> [Problem details]
Send back the records in full, character for character.

● ● ● ● ● ● ●

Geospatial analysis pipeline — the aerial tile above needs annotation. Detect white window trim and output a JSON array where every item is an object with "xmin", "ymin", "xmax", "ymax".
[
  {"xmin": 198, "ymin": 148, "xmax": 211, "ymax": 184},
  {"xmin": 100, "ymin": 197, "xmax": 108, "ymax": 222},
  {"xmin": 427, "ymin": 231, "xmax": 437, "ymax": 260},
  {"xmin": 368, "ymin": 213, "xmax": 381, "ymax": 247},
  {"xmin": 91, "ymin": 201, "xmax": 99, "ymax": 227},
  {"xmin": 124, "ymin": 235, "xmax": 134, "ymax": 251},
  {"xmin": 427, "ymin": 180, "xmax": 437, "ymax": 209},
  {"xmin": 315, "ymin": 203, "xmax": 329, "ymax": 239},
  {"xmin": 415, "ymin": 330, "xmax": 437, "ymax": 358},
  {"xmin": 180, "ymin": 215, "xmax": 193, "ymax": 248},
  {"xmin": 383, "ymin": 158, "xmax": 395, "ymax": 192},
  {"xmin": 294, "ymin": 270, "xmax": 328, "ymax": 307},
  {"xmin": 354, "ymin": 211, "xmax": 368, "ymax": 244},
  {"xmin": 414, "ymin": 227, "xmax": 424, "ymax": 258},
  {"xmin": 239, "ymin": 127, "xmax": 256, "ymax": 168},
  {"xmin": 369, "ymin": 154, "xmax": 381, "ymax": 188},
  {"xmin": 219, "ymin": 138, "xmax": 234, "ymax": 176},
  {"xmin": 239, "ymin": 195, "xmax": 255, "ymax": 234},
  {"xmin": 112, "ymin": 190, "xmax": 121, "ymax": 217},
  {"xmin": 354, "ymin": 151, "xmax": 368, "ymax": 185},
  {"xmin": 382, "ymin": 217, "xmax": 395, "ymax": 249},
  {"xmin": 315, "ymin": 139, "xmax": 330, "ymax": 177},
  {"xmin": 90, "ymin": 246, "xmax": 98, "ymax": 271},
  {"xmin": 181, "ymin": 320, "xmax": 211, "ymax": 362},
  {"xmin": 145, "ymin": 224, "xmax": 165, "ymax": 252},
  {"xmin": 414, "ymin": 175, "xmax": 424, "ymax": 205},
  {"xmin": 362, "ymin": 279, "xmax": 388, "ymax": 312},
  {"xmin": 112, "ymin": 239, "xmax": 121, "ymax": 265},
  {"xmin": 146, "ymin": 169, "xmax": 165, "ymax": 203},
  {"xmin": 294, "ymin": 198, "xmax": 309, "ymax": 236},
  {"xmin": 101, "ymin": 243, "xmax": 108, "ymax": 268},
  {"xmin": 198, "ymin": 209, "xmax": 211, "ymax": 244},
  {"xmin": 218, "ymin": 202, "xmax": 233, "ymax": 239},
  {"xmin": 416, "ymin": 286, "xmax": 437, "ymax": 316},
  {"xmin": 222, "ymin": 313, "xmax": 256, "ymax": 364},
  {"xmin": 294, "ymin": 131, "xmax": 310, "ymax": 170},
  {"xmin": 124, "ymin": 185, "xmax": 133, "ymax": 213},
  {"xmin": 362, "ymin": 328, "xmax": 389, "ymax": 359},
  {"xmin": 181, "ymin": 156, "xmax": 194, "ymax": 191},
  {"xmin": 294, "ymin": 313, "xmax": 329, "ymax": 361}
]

● ● ● ● ● ● ●

> [Finished exercise]
Geospatial analysis pipeline — the aerial tile above needs annotation. Detect white window trim and output a JSON array where every item is an object with "xmin", "ymin", "xmax", "ymax".
[
  {"xmin": 198, "ymin": 148, "xmax": 211, "ymax": 184},
  {"xmin": 100, "ymin": 197, "xmax": 108, "ymax": 222},
  {"xmin": 427, "ymin": 231, "xmax": 437, "ymax": 260},
  {"xmin": 368, "ymin": 213, "xmax": 381, "ymax": 247},
  {"xmin": 91, "ymin": 201, "xmax": 99, "ymax": 227},
  {"xmin": 124, "ymin": 235, "xmax": 134, "ymax": 251},
  {"xmin": 427, "ymin": 180, "xmax": 437, "ymax": 209},
  {"xmin": 315, "ymin": 203, "xmax": 329, "ymax": 239},
  {"xmin": 415, "ymin": 330, "xmax": 437, "ymax": 358},
  {"xmin": 180, "ymin": 215, "xmax": 193, "ymax": 248},
  {"xmin": 383, "ymin": 158, "xmax": 395, "ymax": 192},
  {"xmin": 294, "ymin": 270, "xmax": 328, "ymax": 307},
  {"xmin": 354, "ymin": 211, "xmax": 368, "ymax": 244},
  {"xmin": 414, "ymin": 227, "xmax": 424, "ymax": 258},
  {"xmin": 239, "ymin": 127, "xmax": 256, "ymax": 168},
  {"xmin": 369, "ymin": 154, "xmax": 381, "ymax": 188},
  {"xmin": 219, "ymin": 138, "xmax": 234, "ymax": 176},
  {"xmin": 239, "ymin": 195, "xmax": 255, "ymax": 234},
  {"xmin": 112, "ymin": 190, "xmax": 121, "ymax": 217},
  {"xmin": 354, "ymin": 151, "xmax": 368, "ymax": 185},
  {"xmin": 382, "ymin": 217, "xmax": 395, "ymax": 249},
  {"xmin": 315, "ymin": 139, "xmax": 330, "ymax": 177},
  {"xmin": 90, "ymin": 246, "xmax": 98, "ymax": 271},
  {"xmin": 181, "ymin": 320, "xmax": 211, "ymax": 362},
  {"xmin": 145, "ymin": 224, "xmax": 165, "ymax": 252},
  {"xmin": 414, "ymin": 175, "xmax": 424, "ymax": 205},
  {"xmin": 362, "ymin": 279, "xmax": 388, "ymax": 312},
  {"xmin": 112, "ymin": 239, "xmax": 121, "ymax": 265},
  {"xmin": 146, "ymin": 169, "xmax": 165, "ymax": 203},
  {"xmin": 294, "ymin": 198, "xmax": 309, "ymax": 236},
  {"xmin": 101, "ymin": 243, "xmax": 108, "ymax": 268},
  {"xmin": 198, "ymin": 209, "xmax": 211, "ymax": 244},
  {"xmin": 218, "ymin": 202, "xmax": 233, "ymax": 239},
  {"xmin": 416, "ymin": 286, "xmax": 437, "ymax": 316},
  {"xmin": 222, "ymin": 313, "xmax": 256, "ymax": 364},
  {"xmin": 294, "ymin": 131, "xmax": 310, "ymax": 170},
  {"xmin": 124, "ymin": 185, "xmax": 133, "ymax": 213},
  {"xmin": 362, "ymin": 328, "xmax": 389, "ymax": 359},
  {"xmin": 181, "ymin": 156, "xmax": 194, "ymax": 191},
  {"xmin": 294, "ymin": 313, "xmax": 329, "ymax": 361}
]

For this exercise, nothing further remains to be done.